**Excerpted records**
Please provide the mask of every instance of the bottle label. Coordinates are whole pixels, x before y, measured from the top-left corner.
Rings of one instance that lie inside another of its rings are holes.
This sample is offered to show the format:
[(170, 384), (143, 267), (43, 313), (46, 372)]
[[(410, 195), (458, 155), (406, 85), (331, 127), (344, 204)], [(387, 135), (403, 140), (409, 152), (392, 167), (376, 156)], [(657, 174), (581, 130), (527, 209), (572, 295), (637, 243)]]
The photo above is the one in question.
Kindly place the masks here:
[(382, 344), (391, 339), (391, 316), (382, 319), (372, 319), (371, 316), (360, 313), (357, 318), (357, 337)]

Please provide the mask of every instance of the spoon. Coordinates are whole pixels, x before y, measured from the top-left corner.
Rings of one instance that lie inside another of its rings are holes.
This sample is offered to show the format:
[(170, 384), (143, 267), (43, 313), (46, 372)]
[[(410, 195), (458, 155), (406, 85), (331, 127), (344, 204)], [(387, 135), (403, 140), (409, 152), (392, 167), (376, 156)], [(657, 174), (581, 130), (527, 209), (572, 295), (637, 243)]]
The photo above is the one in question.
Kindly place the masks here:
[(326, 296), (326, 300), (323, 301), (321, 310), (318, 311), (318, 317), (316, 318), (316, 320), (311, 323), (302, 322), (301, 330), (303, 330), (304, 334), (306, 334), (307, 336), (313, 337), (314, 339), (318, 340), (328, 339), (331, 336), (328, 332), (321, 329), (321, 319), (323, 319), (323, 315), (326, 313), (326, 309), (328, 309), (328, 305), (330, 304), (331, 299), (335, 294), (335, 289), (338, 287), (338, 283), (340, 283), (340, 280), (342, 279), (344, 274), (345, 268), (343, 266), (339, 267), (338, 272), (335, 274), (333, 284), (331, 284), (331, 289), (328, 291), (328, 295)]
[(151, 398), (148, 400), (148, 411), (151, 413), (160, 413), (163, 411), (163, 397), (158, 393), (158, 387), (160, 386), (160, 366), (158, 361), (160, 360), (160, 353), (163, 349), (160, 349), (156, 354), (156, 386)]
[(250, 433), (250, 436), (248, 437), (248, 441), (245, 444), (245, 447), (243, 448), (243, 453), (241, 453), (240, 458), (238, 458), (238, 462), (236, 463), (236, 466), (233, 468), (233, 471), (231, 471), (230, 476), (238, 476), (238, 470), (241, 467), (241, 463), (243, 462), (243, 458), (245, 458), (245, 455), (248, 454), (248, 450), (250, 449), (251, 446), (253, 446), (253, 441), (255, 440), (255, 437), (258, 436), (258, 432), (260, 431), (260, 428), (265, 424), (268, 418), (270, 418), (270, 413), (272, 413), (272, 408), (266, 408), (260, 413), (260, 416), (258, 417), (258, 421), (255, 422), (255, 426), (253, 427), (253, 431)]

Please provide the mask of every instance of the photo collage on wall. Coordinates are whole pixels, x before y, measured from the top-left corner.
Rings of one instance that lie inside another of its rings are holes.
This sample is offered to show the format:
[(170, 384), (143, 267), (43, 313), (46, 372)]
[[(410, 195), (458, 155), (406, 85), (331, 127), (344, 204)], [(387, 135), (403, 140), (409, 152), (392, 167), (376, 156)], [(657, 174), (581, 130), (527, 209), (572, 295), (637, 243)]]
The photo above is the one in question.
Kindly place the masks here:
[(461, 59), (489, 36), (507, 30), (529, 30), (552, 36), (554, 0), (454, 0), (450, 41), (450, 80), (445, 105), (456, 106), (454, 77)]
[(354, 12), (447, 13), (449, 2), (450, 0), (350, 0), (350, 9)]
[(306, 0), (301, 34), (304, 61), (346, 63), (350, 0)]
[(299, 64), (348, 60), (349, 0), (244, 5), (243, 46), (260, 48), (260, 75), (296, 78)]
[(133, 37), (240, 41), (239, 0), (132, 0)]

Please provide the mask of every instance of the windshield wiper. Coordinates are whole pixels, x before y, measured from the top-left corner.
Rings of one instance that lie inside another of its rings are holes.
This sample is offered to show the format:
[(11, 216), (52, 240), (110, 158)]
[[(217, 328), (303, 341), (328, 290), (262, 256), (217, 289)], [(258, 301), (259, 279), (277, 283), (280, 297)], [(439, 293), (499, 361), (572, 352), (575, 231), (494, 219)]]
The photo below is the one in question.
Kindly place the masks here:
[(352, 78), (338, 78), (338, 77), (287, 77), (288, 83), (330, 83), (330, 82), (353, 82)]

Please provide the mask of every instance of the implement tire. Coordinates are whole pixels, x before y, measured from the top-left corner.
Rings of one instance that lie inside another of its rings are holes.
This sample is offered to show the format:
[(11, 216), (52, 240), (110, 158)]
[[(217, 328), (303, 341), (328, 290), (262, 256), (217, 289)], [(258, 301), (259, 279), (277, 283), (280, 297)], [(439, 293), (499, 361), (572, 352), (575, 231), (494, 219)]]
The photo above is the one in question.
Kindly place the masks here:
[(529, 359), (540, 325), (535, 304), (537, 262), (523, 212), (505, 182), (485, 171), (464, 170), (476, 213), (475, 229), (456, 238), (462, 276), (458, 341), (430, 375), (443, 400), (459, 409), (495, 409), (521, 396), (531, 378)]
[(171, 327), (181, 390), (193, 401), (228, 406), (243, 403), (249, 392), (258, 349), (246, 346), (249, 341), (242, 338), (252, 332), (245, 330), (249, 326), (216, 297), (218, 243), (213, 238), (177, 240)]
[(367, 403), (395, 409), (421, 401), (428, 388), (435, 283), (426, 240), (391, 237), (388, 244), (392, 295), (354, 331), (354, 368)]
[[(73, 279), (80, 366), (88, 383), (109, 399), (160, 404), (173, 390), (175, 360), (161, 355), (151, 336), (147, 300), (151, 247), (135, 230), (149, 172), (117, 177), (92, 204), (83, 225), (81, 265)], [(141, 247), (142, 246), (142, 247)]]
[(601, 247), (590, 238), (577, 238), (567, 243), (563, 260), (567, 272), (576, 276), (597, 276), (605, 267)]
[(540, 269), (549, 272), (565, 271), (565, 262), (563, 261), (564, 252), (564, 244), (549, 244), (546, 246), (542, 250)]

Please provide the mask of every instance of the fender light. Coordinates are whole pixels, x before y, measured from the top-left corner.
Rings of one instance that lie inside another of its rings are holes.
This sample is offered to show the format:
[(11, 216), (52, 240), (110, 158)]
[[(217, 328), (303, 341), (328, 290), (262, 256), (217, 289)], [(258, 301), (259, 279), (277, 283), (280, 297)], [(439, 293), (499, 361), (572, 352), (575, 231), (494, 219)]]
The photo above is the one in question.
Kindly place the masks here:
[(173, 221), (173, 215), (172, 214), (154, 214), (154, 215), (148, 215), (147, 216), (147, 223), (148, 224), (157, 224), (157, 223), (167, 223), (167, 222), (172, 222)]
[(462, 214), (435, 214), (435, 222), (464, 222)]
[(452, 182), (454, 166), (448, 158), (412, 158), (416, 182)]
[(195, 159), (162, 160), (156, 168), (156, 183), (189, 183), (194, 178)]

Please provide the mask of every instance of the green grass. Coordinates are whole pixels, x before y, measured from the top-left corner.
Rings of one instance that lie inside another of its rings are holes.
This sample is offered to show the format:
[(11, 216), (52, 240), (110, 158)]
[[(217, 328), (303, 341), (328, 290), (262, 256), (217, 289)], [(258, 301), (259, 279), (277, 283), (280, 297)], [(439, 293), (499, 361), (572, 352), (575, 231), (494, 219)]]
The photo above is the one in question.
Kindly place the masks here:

**Work task**
Every record above must be duplicated exactly.

**Reply**
Please provide the mask of every instance of the bottle label. Coordinates are whole pixels, x before y, measured from the top-left corner.
Rings of one instance that lie inside another of its rings are holes.
This sample is offered to show the format:
[(170, 384), (143, 267), (43, 313), (46, 372)]
[[(410, 195), (458, 155), (406, 85), (331, 127), (344, 204)], [(387, 135), (403, 140), (409, 152), (392, 167), (376, 156)], [(657, 174), (581, 130), (527, 209), (572, 295), (637, 243)]]
The photo above is the one in question.
Kindly place the masks here:
[(382, 344), (391, 339), (391, 316), (382, 319), (372, 319), (371, 316), (360, 313), (357, 318), (357, 337)]

Please provide the mask of every instance of the spoon. Coordinates are whole pixels, x before y, measured from the top-left corner.
Rings of one instance that lie inside another of its rings are holes.
This sample is offered to show the format:
[(170, 384), (143, 267), (43, 313), (46, 372)]
[[(410, 195), (458, 155), (406, 85), (331, 127), (344, 204)], [(387, 135), (403, 140), (409, 152), (392, 167), (376, 156)], [(657, 174), (581, 130), (527, 209), (572, 295), (637, 243)]]
The photo above is the one in question.
Kindly place the masks here:
[(326, 296), (326, 300), (323, 301), (321, 310), (318, 311), (318, 317), (316, 318), (316, 320), (311, 323), (302, 322), (301, 330), (303, 330), (304, 334), (306, 334), (307, 336), (313, 337), (314, 339), (318, 340), (328, 339), (331, 336), (328, 332), (321, 329), (321, 319), (323, 319), (323, 315), (326, 313), (326, 309), (328, 309), (328, 305), (330, 304), (331, 299), (335, 294), (335, 289), (338, 287), (338, 283), (340, 283), (340, 280), (342, 279), (344, 274), (345, 268), (343, 266), (339, 267), (338, 272), (335, 274), (333, 284), (331, 284), (331, 289), (328, 291), (328, 295)]
[(151, 398), (148, 400), (148, 411), (151, 413), (160, 413), (163, 411), (163, 397), (158, 393), (158, 387), (160, 386), (160, 366), (158, 361), (160, 360), (160, 353), (163, 349), (160, 349), (156, 354), (156, 386)]
[(250, 433), (250, 436), (248, 437), (248, 441), (245, 444), (245, 447), (243, 448), (243, 453), (241, 453), (240, 458), (238, 458), (238, 462), (236, 463), (236, 466), (233, 468), (233, 471), (231, 471), (230, 476), (238, 476), (238, 470), (241, 467), (241, 463), (243, 462), (243, 458), (245, 458), (245, 455), (248, 454), (248, 450), (250, 449), (251, 446), (253, 446), (253, 441), (255, 440), (255, 437), (258, 436), (258, 432), (260, 431), (260, 428), (265, 424), (268, 418), (270, 418), (270, 413), (272, 413), (272, 408), (266, 408), (260, 413), (260, 416), (258, 417), (258, 421), (255, 422), (255, 426), (253, 427), (253, 431)]

Please provide the mask of every instance of the photo collage on wall. Coordinates are whole pixels, x before y, measured from the top-left corner.
Rings of one instance that lie inside another of its rings are holes.
This sample is offered to show the format:
[(170, 384), (143, 267), (43, 313), (46, 372)]
[[(410, 195), (458, 155), (406, 85), (331, 127), (344, 204)], [(387, 135), (403, 140), (409, 152), (392, 167), (376, 156)], [(657, 174), (581, 130), (527, 209), (572, 295), (637, 243)]]
The photo above is the one in question.
Kindly place the masks here:
[(461, 59), (489, 36), (507, 30), (529, 30), (552, 36), (554, 0), (454, 0), (450, 41), (450, 80), (445, 105), (456, 106), (454, 77)]
[(354, 12), (447, 13), (449, 2), (450, 0), (350, 0), (350, 9)]
[(306, 0), (301, 34), (304, 61), (346, 63), (350, 0)]
[(299, 64), (348, 60), (349, 0), (244, 5), (243, 46), (260, 48), (260, 75), (296, 78)]
[(133, 37), (240, 41), (239, 0), (132, 0)]

Please provide the mask of every instance of the windshield wiper. Coordinates are whole pixels, x before y, measured from the top-left corner.
Rings of one instance that lie inside another of its rings are holes.
This sample is offered to show the format:
[(11, 216), (52, 240), (110, 158)]
[[(217, 328), (303, 341), (328, 290), (262, 256), (217, 289)], [(258, 301), (259, 279), (277, 283), (280, 297)], [(439, 293), (499, 361), (572, 352), (575, 231), (494, 219)]]
The photo below is the one in question.
Kindly place the masks here:
[(352, 78), (338, 78), (338, 77), (287, 77), (288, 83), (330, 83), (330, 82), (353, 82)]

Please provide the mask of every instance of the implement tire. Coordinates are whole pixels, x before y, measured from the top-left corner.
Rings of one instance that lie inside another of its rings are holes.
This sample is offered to show the format:
[(11, 216), (52, 240), (110, 158)]
[[(217, 328), (303, 341), (328, 290), (262, 256), (217, 289)], [(258, 301), (259, 279), (277, 283), (280, 297)], [(439, 293), (499, 361), (572, 352), (575, 231), (494, 219)]]
The photo above is the one in question.
Kindly place the masks here:
[(529, 359), (540, 325), (535, 304), (537, 262), (523, 212), (505, 182), (485, 171), (464, 170), (476, 213), (475, 229), (456, 238), (462, 276), (458, 341), (430, 375), (443, 400), (459, 409), (495, 409), (521, 396), (531, 378)]
[(171, 327), (181, 390), (193, 401), (228, 406), (243, 403), (249, 392), (258, 349), (246, 346), (249, 341), (242, 338), (252, 332), (245, 330), (249, 326), (216, 297), (218, 243), (213, 238), (177, 240)]
[(367, 403), (395, 409), (421, 401), (428, 388), (435, 283), (426, 240), (391, 237), (388, 244), (392, 295), (354, 331), (354, 368)]
[[(73, 279), (80, 366), (88, 383), (109, 399), (160, 404), (173, 390), (175, 360), (161, 355), (151, 336), (147, 300), (151, 247), (135, 230), (149, 172), (117, 177), (92, 204), (83, 225), (81, 265)], [(141, 247), (142, 246), (142, 247)]]
[(601, 247), (590, 238), (577, 238), (567, 243), (563, 260), (567, 272), (576, 276), (597, 276), (605, 267)]
[(540, 269), (549, 272), (565, 271), (565, 262), (563, 261), (564, 252), (564, 244), (549, 244), (546, 246), (542, 250)]

Please provide the mask of every instance of the fender light. Coordinates are whole pixels, x before y, measured from the top-left corner.
Rings of one instance that lie inside another of its rings are holes.
This sample is offered to show the format:
[(11, 216), (52, 240), (110, 158)]
[[(217, 328), (303, 341), (328, 290), (262, 256), (217, 289)], [(258, 301), (259, 279), (277, 283), (280, 297)], [(439, 293), (499, 361), (572, 352), (575, 231), (494, 219)]]
The photo above is the one in question.
Kindly place the masks here:
[(173, 221), (173, 215), (172, 214), (154, 214), (154, 215), (148, 215), (147, 216), (147, 223), (148, 224), (157, 224), (157, 223), (167, 223), (167, 222), (172, 222)]
[(462, 214), (435, 214), (435, 222), (464, 222)]
[(452, 182), (454, 166), (448, 158), (412, 158), (416, 182)]
[(195, 159), (162, 160), (156, 168), (156, 183), (189, 183), (194, 178)]

Please provide the mask of every instance of the green grass. Coordinates are whole pixels, x before y, measured from the top-left corner.
Rings of one instance that lie inside another of its rings are holes.
This sample is offered to show the format:
[(11, 216), (52, 240), (110, 158)]
[[(217, 328), (303, 341), (328, 290), (262, 256), (217, 289)], [(258, 301), (259, 279), (277, 283), (280, 297)], [(439, 293), (499, 361), (572, 352), (575, 231), (494, 219)]]
The photo above is the one in question.
Kindly place the masks here:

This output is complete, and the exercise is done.